MATERIAL -
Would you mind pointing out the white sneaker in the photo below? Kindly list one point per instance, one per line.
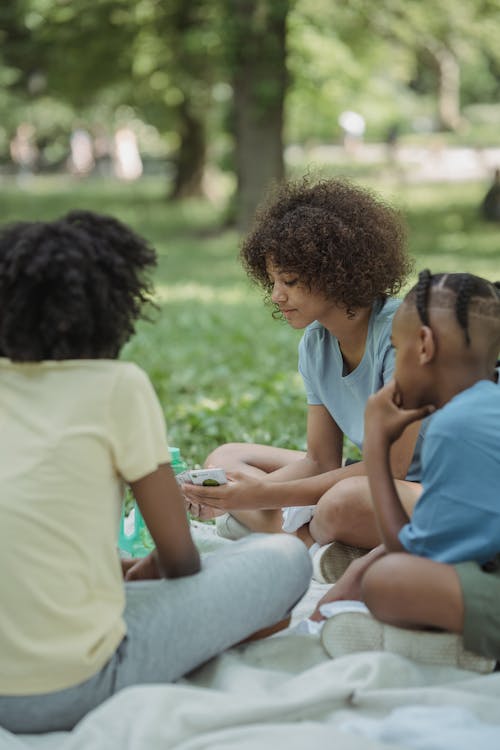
...
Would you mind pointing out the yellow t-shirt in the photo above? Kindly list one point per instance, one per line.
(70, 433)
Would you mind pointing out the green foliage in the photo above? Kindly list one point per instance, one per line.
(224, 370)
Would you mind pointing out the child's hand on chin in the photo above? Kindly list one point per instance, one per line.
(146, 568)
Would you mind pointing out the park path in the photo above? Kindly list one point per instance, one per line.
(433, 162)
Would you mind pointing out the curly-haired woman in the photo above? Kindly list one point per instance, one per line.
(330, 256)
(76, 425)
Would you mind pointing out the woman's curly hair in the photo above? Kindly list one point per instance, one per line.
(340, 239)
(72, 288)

GIVEN PROBLEM - Please copy out every line of the items above that contains the string “curly”.

THE RESULT -
Would you mind pointing out the curly-haired woman in the photo above? Kindly list one point per instance, one per line.
Would you mind pointing out the woman's curly hair in the photo above? Kindly list one point per instance, one per line.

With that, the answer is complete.